• Short problem:
In full and without alteration, give the listing again.

• Given records:
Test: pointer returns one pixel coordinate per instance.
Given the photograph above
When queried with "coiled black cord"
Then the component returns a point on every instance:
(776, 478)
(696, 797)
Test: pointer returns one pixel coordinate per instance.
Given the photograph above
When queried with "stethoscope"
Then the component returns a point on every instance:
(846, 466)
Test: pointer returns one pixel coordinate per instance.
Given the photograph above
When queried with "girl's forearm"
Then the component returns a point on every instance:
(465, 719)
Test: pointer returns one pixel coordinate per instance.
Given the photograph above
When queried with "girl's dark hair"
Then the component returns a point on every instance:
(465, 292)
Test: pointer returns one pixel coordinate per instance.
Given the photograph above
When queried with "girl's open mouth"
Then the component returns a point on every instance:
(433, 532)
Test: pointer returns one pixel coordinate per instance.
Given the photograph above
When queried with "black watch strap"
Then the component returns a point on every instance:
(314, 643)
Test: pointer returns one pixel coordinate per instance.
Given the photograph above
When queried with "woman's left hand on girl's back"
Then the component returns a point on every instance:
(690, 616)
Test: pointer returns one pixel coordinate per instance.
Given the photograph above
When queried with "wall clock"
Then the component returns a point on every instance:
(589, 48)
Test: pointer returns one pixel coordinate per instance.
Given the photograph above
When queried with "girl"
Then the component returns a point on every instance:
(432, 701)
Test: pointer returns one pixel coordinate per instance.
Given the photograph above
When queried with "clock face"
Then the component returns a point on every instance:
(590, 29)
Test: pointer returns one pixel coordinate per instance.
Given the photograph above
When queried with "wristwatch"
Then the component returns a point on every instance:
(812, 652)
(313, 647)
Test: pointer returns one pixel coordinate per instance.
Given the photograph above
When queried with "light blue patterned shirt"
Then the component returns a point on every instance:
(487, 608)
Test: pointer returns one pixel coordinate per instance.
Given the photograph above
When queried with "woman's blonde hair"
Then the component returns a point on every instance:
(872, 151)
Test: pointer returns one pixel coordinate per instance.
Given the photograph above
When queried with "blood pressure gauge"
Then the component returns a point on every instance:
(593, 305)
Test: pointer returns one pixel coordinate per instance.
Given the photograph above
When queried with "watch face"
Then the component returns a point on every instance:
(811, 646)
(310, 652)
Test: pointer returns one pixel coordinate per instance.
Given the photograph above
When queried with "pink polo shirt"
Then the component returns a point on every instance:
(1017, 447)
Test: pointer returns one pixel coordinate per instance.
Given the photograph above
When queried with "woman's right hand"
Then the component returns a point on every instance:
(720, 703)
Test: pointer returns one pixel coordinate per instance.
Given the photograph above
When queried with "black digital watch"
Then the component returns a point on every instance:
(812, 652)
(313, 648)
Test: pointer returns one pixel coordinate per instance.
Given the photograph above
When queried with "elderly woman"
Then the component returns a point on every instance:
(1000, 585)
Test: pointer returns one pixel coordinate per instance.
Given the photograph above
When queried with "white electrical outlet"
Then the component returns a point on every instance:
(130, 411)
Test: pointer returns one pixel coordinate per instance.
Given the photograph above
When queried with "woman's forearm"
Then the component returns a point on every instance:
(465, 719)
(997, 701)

• Solution to this exercise:
Test: pointer returns one pixel coordinate per instance.
Given the photograph above
When queried with "coiled black cord"
Then the component returns a point on every instance:
(776, 478)
(696, 797)
Test: pointer returns one pixel coordinate per instance.
Given the photograph above
When queried with "stethoscope"
Then the component returns a point on every instance:
(846, 466)
Test: pointer returns one pixel coordinate per instance.
Given the photograph above
When queried with "girl's forearm"
Then the component returns a point on every instance:
(465, 719)
Test: pointer returns one pixel coordinate per instance.
Given the photograph above
When queried with "girl's dark hair"
Then the component returns a point on every instance:
(465, 292)
Test: pointer returns one pixel coordinate per instance.
Given the photograph above
When queried with "girl's open mouth"
Then the component returns a point on every instance:
(433, 532)
Test: pointer returns one pixel coordinate per instance.
Given the photograph above
When queried with "black watch strap"
Then the component returns a point on every instance:
(314, 643)
Test: pointer returns one pixel coordinate per instance.
Given the photograph above
When queried with "woman's left hand on girl's back"
Then the component returns a point on every instance:
(690, 616)
Test: pointer returns one pixel coordinate per instance.
Given the photograph above
When queried with "wall clock"
Then the component returns a point on every instance:
(589, 48)
Test: pointer returns one pixel coordinate per instance.
Given the photograph above
When queried with "girl"
Then the component returns a point on every instance:
(432, 701)
Test: pointer returns one pixel coordinate per instance.
Given the photograph above
When queried with "clock face"
Then the component returns a point on every instance:
(590, 29)
Test: pointer returns one pixel coordinate per instance.
Given the photograph above
When queried with "wristwatch"
Then the component returns a point on every instance:
(812, 652)
(313, 647)
Test: pointer returns one pixel coordinate per instance.
Given the photograph above
When queried with "light blue patterned shirt"
Then the component returns a point on every instance:
(487, 608)
Test: pointer returns one pixel coordinate per instance.
Given the photograph above
When queried with "woman's blonde hair"
Then the component returns a point on every instance:
(872, 151)
Test: pointer returns one pixel coordinate per instance.
Given the photograph above
When queried with "blood pressure gauge"
Then the component returns a point on every instance:
(593, 305)
Test: pointer returns one pixel coordinate per instance.
Given the photograph above
When queried with "watch face"
Then the component returns a point on every instance:
(811, 646)
(310, 652)
Test: pointer returns one pixel coordinate per instance.
Given the photograph above
When queried with "pink polo shirt"
Then the component returns a point on every instance:
(1017, 447)
Test: pointer returns one pixel coordinate per instance.
Given the photograph above
When queried with "woman's right hand"
Then the component returns a point on every instance:
(720, 703)
Test: pointer returns one pixel coordinate per instance.
Given the photograph above
When queried with "black digital watch"
Then the component returns a point on every instance:
(812, 652)
(313, 648)
Test: pointer returns one pixel coordinate per instance.
Given the photograph above
When queried with "elderly woman"
Then the component returns a point on every instance:
(1000, 585)
Test: pointer returns one pixel coordinate per instance.
Given the photograph above
When queried with "white electrical outlet"
Then the component returns a point on every instance:
(130, 411)
Test: pointer returns one pixel coordinate per instance.
Given the photograph above
When queried with "woman's forearm"
Then the component returns a point on every instance:
(465, 719)
(997, 701)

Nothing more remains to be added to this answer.